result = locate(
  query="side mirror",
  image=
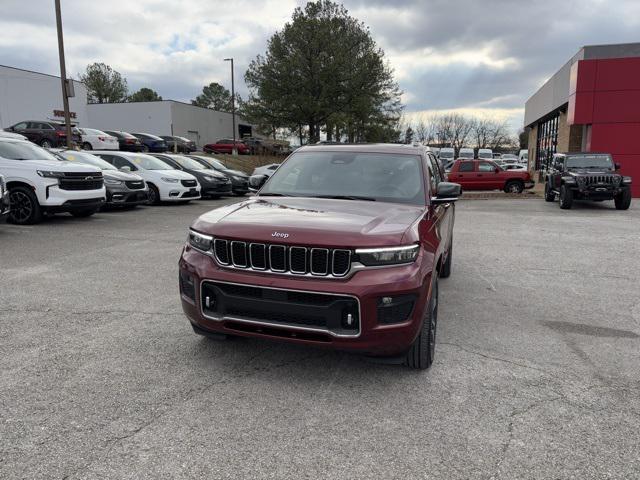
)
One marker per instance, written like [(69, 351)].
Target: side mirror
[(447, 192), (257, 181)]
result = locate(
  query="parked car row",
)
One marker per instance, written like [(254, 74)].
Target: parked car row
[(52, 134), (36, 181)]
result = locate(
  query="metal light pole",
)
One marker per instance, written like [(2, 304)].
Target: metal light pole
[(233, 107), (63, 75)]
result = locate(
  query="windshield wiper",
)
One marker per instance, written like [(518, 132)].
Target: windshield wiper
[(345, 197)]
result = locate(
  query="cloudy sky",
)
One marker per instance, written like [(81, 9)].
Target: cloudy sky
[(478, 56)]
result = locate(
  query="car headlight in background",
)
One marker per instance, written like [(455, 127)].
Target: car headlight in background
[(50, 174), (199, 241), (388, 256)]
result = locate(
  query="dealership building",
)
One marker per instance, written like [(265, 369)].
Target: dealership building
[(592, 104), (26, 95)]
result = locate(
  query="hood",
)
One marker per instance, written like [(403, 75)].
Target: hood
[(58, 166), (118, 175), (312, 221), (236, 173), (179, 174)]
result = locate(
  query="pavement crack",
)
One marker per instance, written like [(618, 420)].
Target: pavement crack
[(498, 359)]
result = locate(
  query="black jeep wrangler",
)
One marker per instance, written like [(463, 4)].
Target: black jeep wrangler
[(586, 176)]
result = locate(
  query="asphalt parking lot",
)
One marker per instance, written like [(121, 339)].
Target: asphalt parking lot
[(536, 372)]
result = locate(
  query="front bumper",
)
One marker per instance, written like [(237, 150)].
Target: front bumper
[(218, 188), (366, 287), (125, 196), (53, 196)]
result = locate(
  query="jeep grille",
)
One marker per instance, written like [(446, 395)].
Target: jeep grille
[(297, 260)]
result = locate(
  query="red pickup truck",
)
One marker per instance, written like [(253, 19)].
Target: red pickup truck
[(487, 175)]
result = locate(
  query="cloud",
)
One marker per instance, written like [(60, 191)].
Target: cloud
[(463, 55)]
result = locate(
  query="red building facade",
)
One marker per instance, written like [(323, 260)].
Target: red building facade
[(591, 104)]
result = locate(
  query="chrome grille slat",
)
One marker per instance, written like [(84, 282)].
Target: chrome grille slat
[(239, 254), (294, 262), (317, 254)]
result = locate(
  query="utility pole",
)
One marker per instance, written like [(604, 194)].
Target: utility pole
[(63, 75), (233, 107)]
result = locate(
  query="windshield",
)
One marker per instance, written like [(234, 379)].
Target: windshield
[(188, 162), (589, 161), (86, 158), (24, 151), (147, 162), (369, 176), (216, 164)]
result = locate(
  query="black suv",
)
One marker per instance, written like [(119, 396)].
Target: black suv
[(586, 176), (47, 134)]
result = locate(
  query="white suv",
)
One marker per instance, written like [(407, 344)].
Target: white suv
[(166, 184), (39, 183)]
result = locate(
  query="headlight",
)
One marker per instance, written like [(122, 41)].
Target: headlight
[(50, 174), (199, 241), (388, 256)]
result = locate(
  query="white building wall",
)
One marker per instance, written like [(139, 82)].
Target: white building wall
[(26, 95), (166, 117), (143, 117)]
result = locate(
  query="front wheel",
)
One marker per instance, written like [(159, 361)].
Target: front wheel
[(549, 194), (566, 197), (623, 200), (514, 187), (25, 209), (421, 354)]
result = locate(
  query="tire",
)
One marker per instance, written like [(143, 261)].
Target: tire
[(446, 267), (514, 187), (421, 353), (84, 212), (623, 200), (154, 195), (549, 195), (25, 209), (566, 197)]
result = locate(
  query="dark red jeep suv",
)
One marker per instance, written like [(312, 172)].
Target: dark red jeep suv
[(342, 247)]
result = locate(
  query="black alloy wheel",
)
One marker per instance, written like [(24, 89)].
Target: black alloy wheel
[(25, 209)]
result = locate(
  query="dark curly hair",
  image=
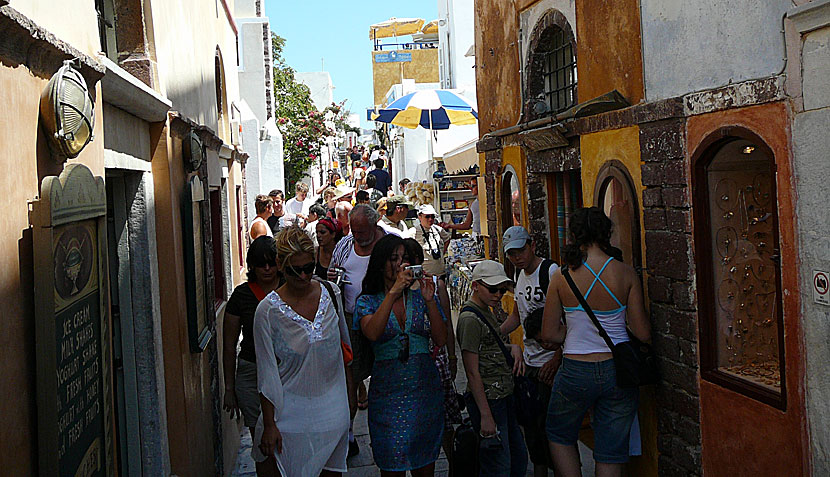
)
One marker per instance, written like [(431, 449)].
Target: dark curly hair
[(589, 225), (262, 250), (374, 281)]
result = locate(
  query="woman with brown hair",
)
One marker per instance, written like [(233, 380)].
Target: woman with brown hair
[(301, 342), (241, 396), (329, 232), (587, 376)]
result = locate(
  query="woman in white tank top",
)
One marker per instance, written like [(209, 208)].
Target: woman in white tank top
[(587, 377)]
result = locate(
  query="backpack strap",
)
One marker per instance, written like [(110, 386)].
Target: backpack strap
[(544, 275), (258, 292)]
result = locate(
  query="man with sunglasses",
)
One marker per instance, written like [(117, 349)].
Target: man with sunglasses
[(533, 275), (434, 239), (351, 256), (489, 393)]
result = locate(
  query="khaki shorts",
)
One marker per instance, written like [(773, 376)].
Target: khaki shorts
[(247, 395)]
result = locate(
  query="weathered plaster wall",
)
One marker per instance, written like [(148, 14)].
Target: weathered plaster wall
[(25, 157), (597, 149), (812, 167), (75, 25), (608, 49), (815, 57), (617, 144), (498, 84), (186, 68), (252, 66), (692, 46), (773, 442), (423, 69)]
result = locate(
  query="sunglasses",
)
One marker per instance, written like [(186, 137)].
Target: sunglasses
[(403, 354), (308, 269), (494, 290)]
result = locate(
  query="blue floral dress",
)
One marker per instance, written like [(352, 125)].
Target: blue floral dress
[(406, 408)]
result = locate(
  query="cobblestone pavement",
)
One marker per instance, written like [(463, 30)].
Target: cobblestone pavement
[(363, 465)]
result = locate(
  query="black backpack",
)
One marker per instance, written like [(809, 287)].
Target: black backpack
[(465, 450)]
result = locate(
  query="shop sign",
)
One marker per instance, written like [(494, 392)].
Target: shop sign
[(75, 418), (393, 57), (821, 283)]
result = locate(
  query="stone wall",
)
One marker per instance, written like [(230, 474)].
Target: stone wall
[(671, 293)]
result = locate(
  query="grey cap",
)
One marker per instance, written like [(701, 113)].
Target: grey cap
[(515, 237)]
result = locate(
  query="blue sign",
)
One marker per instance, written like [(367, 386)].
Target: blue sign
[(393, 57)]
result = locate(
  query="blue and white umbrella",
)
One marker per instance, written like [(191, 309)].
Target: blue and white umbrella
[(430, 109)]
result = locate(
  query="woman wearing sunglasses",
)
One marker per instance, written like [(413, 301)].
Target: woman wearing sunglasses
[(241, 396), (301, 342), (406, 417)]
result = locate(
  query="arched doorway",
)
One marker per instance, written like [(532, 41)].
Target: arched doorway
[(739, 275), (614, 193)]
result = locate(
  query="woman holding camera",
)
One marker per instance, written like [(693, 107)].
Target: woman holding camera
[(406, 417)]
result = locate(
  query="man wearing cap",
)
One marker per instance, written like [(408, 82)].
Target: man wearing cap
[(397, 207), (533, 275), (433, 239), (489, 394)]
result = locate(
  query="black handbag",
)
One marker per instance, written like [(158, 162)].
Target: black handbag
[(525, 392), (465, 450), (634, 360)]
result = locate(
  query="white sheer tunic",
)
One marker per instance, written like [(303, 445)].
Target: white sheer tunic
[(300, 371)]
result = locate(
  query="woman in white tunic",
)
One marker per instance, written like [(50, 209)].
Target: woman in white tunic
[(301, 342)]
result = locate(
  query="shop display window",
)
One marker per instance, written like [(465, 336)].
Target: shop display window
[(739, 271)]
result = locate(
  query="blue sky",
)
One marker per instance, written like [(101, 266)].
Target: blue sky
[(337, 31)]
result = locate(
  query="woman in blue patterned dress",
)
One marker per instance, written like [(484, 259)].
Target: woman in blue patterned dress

====================

■ Work instructions
Leave the pictures out and reproduce each record exactly as written.

■ Written answer
result = locate(
  query="side mirror",
  image=
)
One marker per instance, written like [(69, 351)].
Target: side mirror
[(447, 192), (257, 181)]
result = locate(
  query="parked car row",
)
One marker per instance, written like [(254, 74)].
Target: parked car row
[(52, 134), (36, 181)]
result = locate(
  query="metal light pole",
)
One marker per instance, written like [(2, 304)].
Target: metal light pole
[(233, 107), (63, 75)]
result = locate(
  query="windshield wiper",
)
One marker per instance, written like [(518, 132)].
Target: windshield wiper
[(345, 197)]
result = locate(
  query="cloudy sky",
)
One marker per instance, written like [(81, 9)].
Target: cloudy sky
[(478, 56)]
result = locate(
  query="car headlight in background",
)
One marker per instance, written like [(455, 127)].
Target: car headlight in background
[(50, 174), (199, 241), (388, 256)]
result = locate(
  query="dealership building",
)
One marker per instance, written like [(265, 369)].
Target: dealership building
[(592, 104), (26, 95)]
result = locate(
  query="hood",
)
One marker per instance, written like [(403, 75)].
Target: hood
[(58, 166), (118, 175), (312, 221), (236, 173), (179, 174)]
result = locate(
  query="pavement crack",
)
One marker per instance, written like [(618, 420)].
Target: pavement crack
[(498, 359)]
result = locate(
  query="black jeep wrangler",
)
One marker per instance, written like [(463, 4)].
Target: black jeep wrangler
[(586, 176)]
result = locate(
  query="asphalt parking lot",
)
One marker per instance, written like [(121, 339)].
Target: asphalt parking lot
[(536, 372)]
result = locate(
  query="front bumper",
)
One marker per instance, written like [(237, 150)].
Target: front bumper
[(218, 188), (366, 287), (125, 196), (53, 196)]
result = locate(
  query="jeep grille",
)
One marker per instance, written like [(446, 395)].
Target: jeep grille
[(297, 260)]
result = locate(
  query="red pickup truck",
)
One marker per instance, written like [(253, 19)].
Target: red pickup truck
[(487, 175)]
result = locate(
  query="cloud",
)
One marker per instance, written like [(60, 191)].
Target: cloud
[(463, 55)]
result = locate(
  query="red building facade",
)
One marker per instance, written like [(323, 260)].
Target: red building facade
[(591, 104)]
result = locate(
  query="chrome grille slat",
)
One marker per instance, written like [(84, 282)].
Target: chrome grille slat
[(239, 254), (294, 262), (317, 254)]
result = locate(
  query="utility pole",
)
One marker per instance, written like [(604, 194)].
Target: utility pole
[(63, 75), (233, 107)]
result = locate(
  query="windshield",
)
One marker per instance, written like [(234, 379)].
Target: windshield
[(188, 162), (589, 161), (86, 158), (24, 151), (147, 162), (369, 176), (216, 164)]
result = locate(
  query="black suv",
)
One marker per instance, written like [(119, 396)].
Target: black suv
[(586, 176), (47, 134)]
result = locate(
  query="white suv",
)
One marker per instance, written like [(407, 344)].
Target: white suv
[(166, 184), (39, 183)]
result = locate(
  query="headlight",
)
One marker per instance, written like [(122, 41)].
Target: headlight
[(50, 174), (199, 241), (388, 256)]
result = locate(
  query="white building wall",
)
One marker per instance, written like [(139, 82)].
Target: white building wall
[(26, 95), (166, 117), (143, 117)]
result = locate(
  query="front wheel",
)
One marker per instance, written like [(159, 361)].
Target: front wheel
[(549, 194), (566, 197), (623, 200), (514, 187), (25, 209), (421, 354)]
result = locate(
  query="tire",
)
One marker per instance, written like [(143, 261)].
Target: tire
[(446, 267), (514, 187), (421, 353), (84, 212), (623, 200), (154, 195), (549, 195), (25, 209), (566, 197)]
result = locate(
  query="dark red jeep suv",
)
One marker per instance, written like [(312, 172)].
Target: dark red jeep suv
[(342, 247)]
result = locate(
  query="black alloy wheel",
)
One marker per instance, written like [(24, 89)].
Target: black alloy wheel
[(25, 209)]
result = locate(
  query="dark curly hair",
  image=
)
One marker per instance, written like [(431, 449)].
Target: dark curly hair
[(589, 225), (262, 250), (374, 281)]
result = locate(
  query="woman with brown hair",
)
One marker per instance, written like [(233, 380)].
Target: woman with brown hair
[(301, 342), (241, 396), (329, 232), (587, 376)]
result = locate(
  query="woman in white tank top",
)
One marker per instance, written like [(209, 208)].
Target: woman in white tank top
[(587, 377)]
result = locate(
  query="backpack strap",
)
One marker per instance, written like [(110, 386)].
Target: backpack strap
[(544, 275), (258, 292)]
result = locate(
  query="man with sunglasses",
)
One marker per instance, written like [(117, 349)].
Target: man with sunglasses
[(533, 275), (434, 239), (351, 256), (489, 393)]
result = locate(
  query="khaki shorts",
)
One marker per instance, written like [(773, 376)].
Target: khaki shorts
[(247, 395)]
result = locate(
  query="weathered plaster wall",
)
One marker per instance, written like [(148, 14)].
Target: weathered plaster wall
[(25, 157), (597, 149), (812, 167), (75, 25), (608, 49), (815, 57), (617, 144), (498, 84), (186, 68), (252, 66), (692, 46), (773, 442), (423, 69)]
result = locate(
  query="sunglasses",
)
One marker per instance, written like [(186, 137)].
Target: sunglasses
[(403, 354), (308, 269), (494, 290)]
result = locate(
  query="blue floral dress",
)
One marker per instance, written like [(352, 125)].
Target: blue floral dress
[(406, 408)]
result = locate(
  query="cobblestone pavement",
)
One marker per instance, written like [(463, 30)].
Target: cobblestone pavement
[(363, 465)]
result = locate(
  query="black backpack",
)
One marker per instance, written like [(809, 287)].
Target: black backpack
[(465, 450)]
result = locate(
  query="shop sign",
)
One marker per instance, written like [(494, 392)].
Target: shop sign
[(75, 418), (393, 57), (821, 283)]
result = locate(
  query="stone wall",
)
One marker per instance, written like [(230, 474)].
Target: stone wall
[(671, 293)]
result = locate(
  query="grey cap",
)
One marker per instance, written like [(701, 113)].
Target: grey cap
[(515, 237)]
result = locate(
  query="blue sign",
)
One marker per instance, written like [(367, 386)].
Target: blue sign
[(393, 57)]
result = locate(
  query="blue and white umbrella",
)
One marker per instance, written like [(191, 309)].
Target: blue and white umbrella
[(430, 109)]
result = locate(
  query="woman wearing sunglasses",
)
One marker per instance, written like [(413, 301)].
Target: woman wearing sunglasses
[(241, 396), (301, 342), (406, 417)]
result = locate(
  query="arched doorway",
)
One marker per instance, written like [(532, 41)].
Target: arched doorway
[(739, 275), (614, 193)]
result = locate(
  query="woman holding camera",
)
One marker per instance, written like [(693, 107)].
Target: woman holding camera
[(406, 417)]
result = locate(
  query="man wearing cap",
)
One marker per instance, written like [(408, 82)].
Target: man wearing cap
[(397, 207), (533, 275), (433, 239), (489, 394)]
result = locate(
  query="black handbag",
)
One marker per instance, written like [(158, 162)].
Target: black handbag
[(525, 392), (465, 450), (634, 360)]
result = locate(
  query="white sheer tunic",
)
One marker per instance, written like [(303, 445)].
Target: white sheer tunic
[(300, 371)]
result = locate(
  query="woman in white tunic",
)
One marker per instance, written like [(50, 209)].
Target: woman in white tunic
[(301, 342)]
result = locate(
  query="shop display window",
)
One marker per instance, written like [(465, 336)].
Target: shop display window
[(739, 271)]
result = locate(
  query="blue sky",
)
One marker per instance, written like [(101, 266)].
Target: blue sky
[(337, 31)]
result = locate(
  query="woman in blue patterned dress",
)
One marker per instance, written like [(484, 259)].
Target: woman in blue patterned dress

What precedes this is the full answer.